> **Goals**
A - In the post about the Public Accounts Committee transparency report, what share of visitors to the Cabinet Office portal leave immediately?
B - From the post about the Public Accounts Committee transparency report, write out the passage that begins at the words "The responsible ‘Department’ for" and ends after "make any difference.".

> **Source extract**
Transparent e-gov

August 3, 2012

The UK Parliamentary Public Accounts Committee (PAC) met earlier this year and its report on “Implementing the Transparency Agenda” has just been published. The report has the usual somewhat confused outputs that one expects from a PAC report i.e. that little is likely to be changed as a result! Part of this is due to the blurring across strands of government such as ‘Departments’ and local authorities.

The responsible ‘Department’ for Communities & Local Government (CLG) demanded certain information from local government some time ago and although all but one council supplied this, despite the vagueness of the request, more is desirable. However, without some clarity as to format, fields and level i.e. standards, this will remain only of value to a the more advanced ‘armchair auditor’. The report appears to realise the difficulty without being able to make any difference.

The conclusions ask for “price and performance information for adult care”, but with outsourcing of so many arms of service I’m not even sure this could be made available. Similarly for “spending per pupil in individual academy schools” which is surely locked away in the ‘academy’ accounts? As the report states, and has probably been stated before by them, auditors and others that “the government does not understand the costs and benefits of its transparency agenda” – so what will this report change? There is a resounding cry for evidence-based policy but since when do politicians do that?

The report states that “The Cabinet Office recognises problems with the functionality and usability of its portal”, so what will be done? It then goes on to state that “four out of five” visitors to the site leave immediately! Should we be surprised?

> **Material shown**
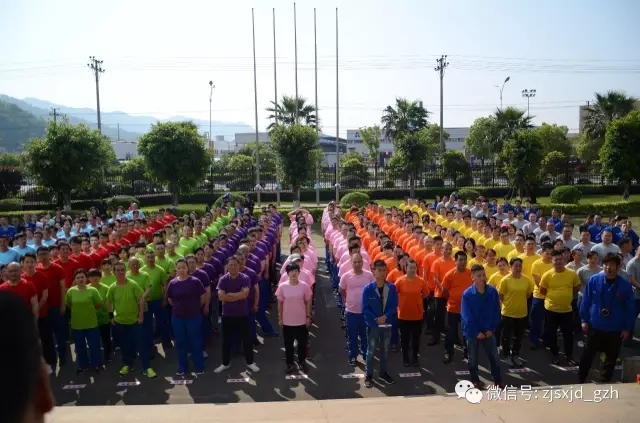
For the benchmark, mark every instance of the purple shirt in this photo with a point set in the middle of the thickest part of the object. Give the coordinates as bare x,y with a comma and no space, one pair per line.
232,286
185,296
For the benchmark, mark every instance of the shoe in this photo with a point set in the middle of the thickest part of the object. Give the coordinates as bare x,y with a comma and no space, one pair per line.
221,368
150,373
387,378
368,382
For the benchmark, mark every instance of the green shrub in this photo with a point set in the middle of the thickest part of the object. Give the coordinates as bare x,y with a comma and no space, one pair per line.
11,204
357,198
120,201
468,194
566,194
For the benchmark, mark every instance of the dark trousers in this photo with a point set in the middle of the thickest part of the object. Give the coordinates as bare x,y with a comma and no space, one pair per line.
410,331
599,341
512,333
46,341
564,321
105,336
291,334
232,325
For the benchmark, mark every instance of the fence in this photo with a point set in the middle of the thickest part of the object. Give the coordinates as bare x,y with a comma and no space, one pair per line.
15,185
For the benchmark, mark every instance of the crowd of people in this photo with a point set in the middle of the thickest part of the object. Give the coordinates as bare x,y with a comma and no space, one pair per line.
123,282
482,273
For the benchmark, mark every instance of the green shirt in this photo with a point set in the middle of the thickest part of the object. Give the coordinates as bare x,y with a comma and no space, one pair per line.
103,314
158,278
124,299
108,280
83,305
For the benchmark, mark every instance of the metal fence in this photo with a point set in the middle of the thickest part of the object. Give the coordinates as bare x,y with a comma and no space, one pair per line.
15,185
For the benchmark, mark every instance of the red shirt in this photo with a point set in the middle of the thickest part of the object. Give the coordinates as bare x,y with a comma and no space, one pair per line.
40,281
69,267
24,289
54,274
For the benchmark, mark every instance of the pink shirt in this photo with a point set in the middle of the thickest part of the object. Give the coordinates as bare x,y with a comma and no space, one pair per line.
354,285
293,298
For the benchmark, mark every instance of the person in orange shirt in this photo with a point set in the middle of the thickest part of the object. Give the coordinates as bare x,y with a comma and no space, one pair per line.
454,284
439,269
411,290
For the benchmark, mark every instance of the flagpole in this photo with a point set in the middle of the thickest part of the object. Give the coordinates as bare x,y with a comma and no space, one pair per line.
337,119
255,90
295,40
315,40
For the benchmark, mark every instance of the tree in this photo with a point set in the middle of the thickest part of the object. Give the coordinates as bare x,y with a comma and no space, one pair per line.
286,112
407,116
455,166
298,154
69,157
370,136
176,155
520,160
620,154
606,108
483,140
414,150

> **Written answers**
A - Four out of five.

B -
The responsible ‘Department’ for Communities & Local Government (CLG) demanded certain information from local government some time ago and although all but one council supplied this, despite the vagueness of the request, more is desirable. However, without some clarity as to format, fields and level i.e. standards, this will remain only of value to a the more advanced ‘armchair auditor’. The report appears to realise the difficulty without being able to make any difference.